------ Fragmento del documento ------

Soupault se opuso tenazmente al
menor retoque, a la más mínima corrección, cuando algún pasaje me parecía poco
logrado. En esto tuvo la más completa razón, ya que resulta, en verdad, muy difícil
estimar en su justo valor los diversos elementos presentes, y puede asegurarse
que es imposible hacerlo en una primera lectura.
Para quien escriba, al principio
esos elementos le resultarán tan extraños como a cualquier otro, y naturalmente
sentirá desconfianza. Desde un punto de vista poético se recomiendan sobre todo
por un grado muy alto de inmediata absurdidad, que cede lugar, después de un
examen más profundo, a cuanto hay de más legítimo y admisible en el mundo, o
sea la divulgación de cierto número de propiedades y hechos no menos objetivos,
en suma, que cualesquiera otros.
Como homenaje a Guillaume
Apollinaire, que acababa de fallecer, y que nos pareció haberse entregado, en
oportunidades, a ejercicios de esa índole, sin sacrificar empero totalmente los
recursos literarios triviales, Soupault y yo designamos con el nombre de surrealismo
la nueva forma de expresión pura de que disponíamos, y de la cual nos urgía
hacer partícipes a nuestros amigos. Creo que hoy ya no es necesario insistir
sobre esta palabra, puesto que la acepción que nosotros le hemos dado ha
prevalecido sobre la acepción apollineriana.

------

> _Objetivo 1_
Según el fragmento sobre el origen del término surrealismo, ¿en homenaje a quién se dio ese nombre a la nueva forma de expresión pura?
> _Objetivo 2_
Prosiga el fragmento sobre el origen del término surrealismo a partir de su última oración.

------ Material extraído ------

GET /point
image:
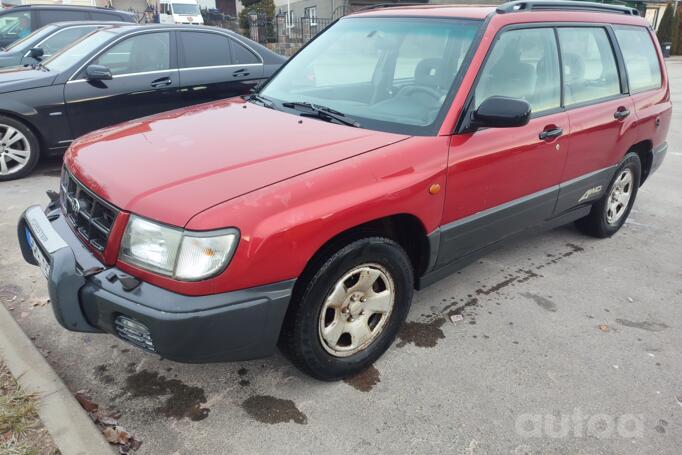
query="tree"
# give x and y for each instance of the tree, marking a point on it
(665, 28)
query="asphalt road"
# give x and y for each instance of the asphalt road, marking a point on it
(567, 345)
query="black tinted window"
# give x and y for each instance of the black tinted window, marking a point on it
(241, 55)
(641, 59)
(50, 16)
(205, 49)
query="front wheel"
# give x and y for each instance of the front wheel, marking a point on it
(610, 212)
(18, 149)
(350, 310)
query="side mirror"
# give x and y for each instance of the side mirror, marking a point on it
(501, 112)
(36, 53)
(98, 73)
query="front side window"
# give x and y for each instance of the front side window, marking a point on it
(523, 64)
(641, 58)
(138, 54)
(63, 38)
(71, 55)
(353, 68)
(16, 25)
(590, 71)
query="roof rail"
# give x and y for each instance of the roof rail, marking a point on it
(391, 5)
(565, 5)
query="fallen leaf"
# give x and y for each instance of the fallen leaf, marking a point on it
(85, 401)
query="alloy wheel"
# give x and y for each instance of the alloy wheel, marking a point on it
(620, 195)
(15, 150)
(356, 310)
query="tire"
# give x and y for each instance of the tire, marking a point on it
(609, 213)
(337, 297)
(19, 149)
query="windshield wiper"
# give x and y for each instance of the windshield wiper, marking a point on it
(322, 112)
(266, 102)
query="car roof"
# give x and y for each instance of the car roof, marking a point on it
(513, 7)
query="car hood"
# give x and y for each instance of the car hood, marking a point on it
(22, 78)
(172, 166)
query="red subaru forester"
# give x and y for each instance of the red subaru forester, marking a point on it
(396, 147)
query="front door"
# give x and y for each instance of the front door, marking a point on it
(145, 81)
(502, 180)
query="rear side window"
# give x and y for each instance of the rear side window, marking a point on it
(50, 16)
(205, 49)
(590, 71)
(241, 55)
(524, 64)
(641, 58)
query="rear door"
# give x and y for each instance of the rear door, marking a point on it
(213, 66)
(603, 124)
(145, 81)
(503, 180)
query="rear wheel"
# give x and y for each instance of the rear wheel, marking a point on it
(18, 149)
(610, 212)
(350, 310)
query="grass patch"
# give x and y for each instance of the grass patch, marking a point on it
(21, 431)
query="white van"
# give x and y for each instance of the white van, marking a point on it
(180, 12)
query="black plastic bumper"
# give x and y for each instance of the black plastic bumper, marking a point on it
(236, 325)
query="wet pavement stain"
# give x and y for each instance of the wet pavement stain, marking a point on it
(542, 302)
(365, 380)
(268, 409)
(421, 334)
(644, 325)
(184, 401)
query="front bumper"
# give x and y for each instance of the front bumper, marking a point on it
(87, 297)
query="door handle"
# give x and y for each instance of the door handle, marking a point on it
(551, 133)
(621, 113)
(163, 82)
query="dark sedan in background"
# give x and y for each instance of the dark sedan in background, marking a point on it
(19, 21)
(47, 41)
(118, 73)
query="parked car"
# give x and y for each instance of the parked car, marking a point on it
(118, 73)
(180, 12)
(45, 42)
(20, 21)
(398, 146)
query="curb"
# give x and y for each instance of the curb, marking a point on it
(70, 427)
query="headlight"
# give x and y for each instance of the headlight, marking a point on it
(183, 255)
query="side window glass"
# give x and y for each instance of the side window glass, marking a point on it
(590, 71)
(138, 54)
(16, 25)
(241, 55)
(63, 38)
(205, 49)
(641, 58)
(523, 64)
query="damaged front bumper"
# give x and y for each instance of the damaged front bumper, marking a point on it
(88, 297)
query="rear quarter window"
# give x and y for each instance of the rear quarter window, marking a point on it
(640, 57)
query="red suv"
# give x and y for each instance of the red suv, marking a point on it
(396, 147)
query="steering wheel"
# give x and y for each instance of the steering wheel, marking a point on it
(410, 89)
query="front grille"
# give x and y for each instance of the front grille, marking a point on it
(134, 332)
(87, 214)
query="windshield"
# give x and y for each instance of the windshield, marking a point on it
(71, 55)
(186, 9)
(388, 74)
(32, 38)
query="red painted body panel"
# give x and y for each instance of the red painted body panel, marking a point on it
(172, 166)
(293, 189)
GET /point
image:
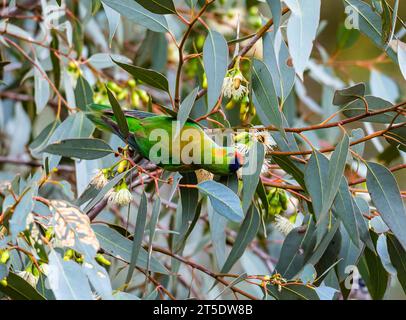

------

> _Respuesta redactada 1_
En homenaje a Guillaume Apollinaire, que acababa de fallecer.

> _Respuesta redactada 2_
Sólo por mala fe se nos podría
discutir el derecho de emplear la palabra surrealismo en el peculiar sentido
que nosotros le damos, puesto que resulta evidente que esta palabra antes de
nosotros no había conocido fortuna. La defino, pues, de una vez por todas:
SURREALISMO: s.m. Automatismo
psíquico puro por cuyo medio se intenta expresar tanto verbalmente como por
escrito o de cualquier otro modo el funcionamiento real del pensamiento.
Dictado del pensamiento, con exclusión de todo control ejercido por la razón y
al margen de cualquier preocupación estética o moral.
ENCICLOPEDIA: Filos. El surrealismo
se basa en la creencia en la realidad superior de ciertas formas de asociación
que habían sido desestimadas, en la omnipotencia del sueño, en la actividad
desinteresada del pensamiento. Tiende a provocar la ruina definitiva de todos
los otros mecanismos psíquicos, y a suplantarlos en la solución de los principales
problemas de la vida.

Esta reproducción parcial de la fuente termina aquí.